▸ SELECTED PASSAGE:
◇ ◇ ◇ ◇ ◇ ◇ ◇
I am experiencing network data corruption with a 3Com 3C996B-T NIC
(Broadcom NetXtreme BCM5701; driver tg3.ko). I have identified the
following patch as the trigger:
commit fb93134dfc2a6e6fbedc7c270a31da03fce88db9
Author: Herbert Xu <herbert@gondor.apana.org.au>
Date: Wed Nov 14 15:45:21 2007 -0800
[TCP]: Fix size calculation in sk_stream_alloc_pskb
We round up the header size in sk_stream_alloc_pskb so that
TSO packets get zero tail room. Unfortunately this rounding
up is not coordinated with the select_size() function used by
TCP to calculate the second parameter of sk_stream_alloc_pskb.
As a result, we may allocate more than a page of data in the
non-TSO case when exactly one page is desired.
In fact, rounding up the head room is detrimental in the non-TSO
case because it makes memory that would otherwise be available to
the payload head room. TSO doesn't need this either, all it wants
is the guarantee that there is no tail room.
So this patch fixes this by adjusting the skb_reserve call so that
exactly the requested amount (which all callers have calculated in
a precise way) is made available as tail room.
Signed-off-by: Herbert Xu <herbert@gondor.apana.org.au>
Signed-off-by: David S. Miller <davem@davemloft.net>
This patch was included in 2.6.24 and 2.6.23.4 -stable. I am
experiencing data corruption with kernels 2.6.23.4 - 2.6.23.16, 2.6.24 -
2.6.24.2, and 2.6.25-rc2-git1. I have verified that reverting the above
patch (by hand) makes the data corruption go away on all affected
kernels (note that in 2.6.25 the function is sk_stream_alloc_skb() in
net/ipv4/tcp.c rather than sk_stream_alloc_pskb() in include/net/sock.h).
(Also note that when testing 2.6.23 - 2.6.23.4, I had to apply the
individual patch "TG3: Fix performance regression on 5705." from 2.6.23.5.)
◇ ◇ ◇ ◇ ◇ ◇ ◇
Location annotation dataset excerpts
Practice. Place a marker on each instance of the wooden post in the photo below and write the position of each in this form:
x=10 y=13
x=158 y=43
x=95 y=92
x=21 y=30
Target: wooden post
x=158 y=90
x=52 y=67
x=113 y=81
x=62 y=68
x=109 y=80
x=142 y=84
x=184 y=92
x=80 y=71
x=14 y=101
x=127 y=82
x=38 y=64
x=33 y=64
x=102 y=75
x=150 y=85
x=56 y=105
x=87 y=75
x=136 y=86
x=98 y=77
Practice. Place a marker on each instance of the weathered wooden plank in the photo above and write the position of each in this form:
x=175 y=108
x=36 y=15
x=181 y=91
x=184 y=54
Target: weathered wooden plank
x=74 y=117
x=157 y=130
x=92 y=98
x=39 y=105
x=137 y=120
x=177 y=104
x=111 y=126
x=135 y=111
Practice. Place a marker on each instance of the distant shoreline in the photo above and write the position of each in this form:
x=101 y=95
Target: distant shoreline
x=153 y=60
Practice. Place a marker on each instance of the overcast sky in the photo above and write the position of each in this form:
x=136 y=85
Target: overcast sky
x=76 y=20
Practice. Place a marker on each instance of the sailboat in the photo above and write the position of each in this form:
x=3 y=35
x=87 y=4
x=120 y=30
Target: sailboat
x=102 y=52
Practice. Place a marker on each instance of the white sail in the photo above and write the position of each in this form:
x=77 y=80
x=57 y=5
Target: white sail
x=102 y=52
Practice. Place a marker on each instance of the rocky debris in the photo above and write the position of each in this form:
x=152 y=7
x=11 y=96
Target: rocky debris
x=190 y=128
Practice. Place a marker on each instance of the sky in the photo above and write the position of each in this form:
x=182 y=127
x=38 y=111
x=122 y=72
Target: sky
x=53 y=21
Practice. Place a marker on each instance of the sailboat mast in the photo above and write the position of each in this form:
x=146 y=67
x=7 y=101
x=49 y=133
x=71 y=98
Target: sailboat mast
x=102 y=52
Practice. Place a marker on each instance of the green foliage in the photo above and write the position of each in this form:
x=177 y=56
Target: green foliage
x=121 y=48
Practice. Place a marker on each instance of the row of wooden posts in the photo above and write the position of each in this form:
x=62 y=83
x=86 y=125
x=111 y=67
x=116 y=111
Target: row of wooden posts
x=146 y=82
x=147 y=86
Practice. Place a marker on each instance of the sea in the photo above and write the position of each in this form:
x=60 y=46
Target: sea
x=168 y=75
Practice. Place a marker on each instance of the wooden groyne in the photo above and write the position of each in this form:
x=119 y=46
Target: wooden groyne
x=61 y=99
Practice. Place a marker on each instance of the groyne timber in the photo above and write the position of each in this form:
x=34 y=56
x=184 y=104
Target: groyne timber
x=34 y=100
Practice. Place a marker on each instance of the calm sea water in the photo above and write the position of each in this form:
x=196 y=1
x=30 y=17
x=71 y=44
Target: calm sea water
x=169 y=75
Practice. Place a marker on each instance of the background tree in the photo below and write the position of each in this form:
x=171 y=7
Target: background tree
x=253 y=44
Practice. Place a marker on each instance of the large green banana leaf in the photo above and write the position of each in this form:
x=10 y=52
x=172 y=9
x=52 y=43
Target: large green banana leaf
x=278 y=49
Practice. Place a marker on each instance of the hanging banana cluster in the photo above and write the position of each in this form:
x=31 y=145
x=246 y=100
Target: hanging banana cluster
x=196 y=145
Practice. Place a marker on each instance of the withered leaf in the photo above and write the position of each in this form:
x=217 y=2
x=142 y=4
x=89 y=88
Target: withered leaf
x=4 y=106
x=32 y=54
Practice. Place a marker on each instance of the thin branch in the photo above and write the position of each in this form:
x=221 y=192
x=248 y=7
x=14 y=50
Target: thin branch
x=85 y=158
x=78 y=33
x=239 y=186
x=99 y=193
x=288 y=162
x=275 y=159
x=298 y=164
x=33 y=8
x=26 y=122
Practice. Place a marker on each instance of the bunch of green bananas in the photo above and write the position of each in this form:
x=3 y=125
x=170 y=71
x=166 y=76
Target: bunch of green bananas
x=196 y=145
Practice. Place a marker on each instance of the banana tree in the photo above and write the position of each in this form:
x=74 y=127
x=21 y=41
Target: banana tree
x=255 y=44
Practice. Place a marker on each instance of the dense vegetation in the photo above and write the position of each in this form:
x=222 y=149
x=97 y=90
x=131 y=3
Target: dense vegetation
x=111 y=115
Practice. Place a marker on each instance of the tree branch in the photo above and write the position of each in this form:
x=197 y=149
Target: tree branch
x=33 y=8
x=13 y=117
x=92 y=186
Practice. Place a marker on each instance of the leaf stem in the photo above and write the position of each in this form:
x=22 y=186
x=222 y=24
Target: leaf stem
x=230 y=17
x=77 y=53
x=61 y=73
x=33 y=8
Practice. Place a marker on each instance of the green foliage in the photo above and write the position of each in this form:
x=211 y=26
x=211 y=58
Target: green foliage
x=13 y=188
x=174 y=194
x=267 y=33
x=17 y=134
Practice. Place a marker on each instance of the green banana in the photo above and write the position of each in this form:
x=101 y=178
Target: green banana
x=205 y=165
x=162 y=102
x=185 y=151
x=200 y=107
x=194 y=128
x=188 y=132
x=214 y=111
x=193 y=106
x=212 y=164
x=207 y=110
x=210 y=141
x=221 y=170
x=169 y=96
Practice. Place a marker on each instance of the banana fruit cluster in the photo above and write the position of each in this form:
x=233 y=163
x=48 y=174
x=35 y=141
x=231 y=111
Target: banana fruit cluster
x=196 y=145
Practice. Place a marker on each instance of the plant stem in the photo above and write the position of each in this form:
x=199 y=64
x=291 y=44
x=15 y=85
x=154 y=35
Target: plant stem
◇ ◇ ◇ ◇ ◇ ◇ ◇
▸ WRITTEN TASK: List every kernel function named in the bug report, giving each one only once. This data has no connection to the bug report.

▸ ANSWER:
- sk_stream_alloc_pskb
- select_size
- skb_reserve
- sk_stream_alloc_skb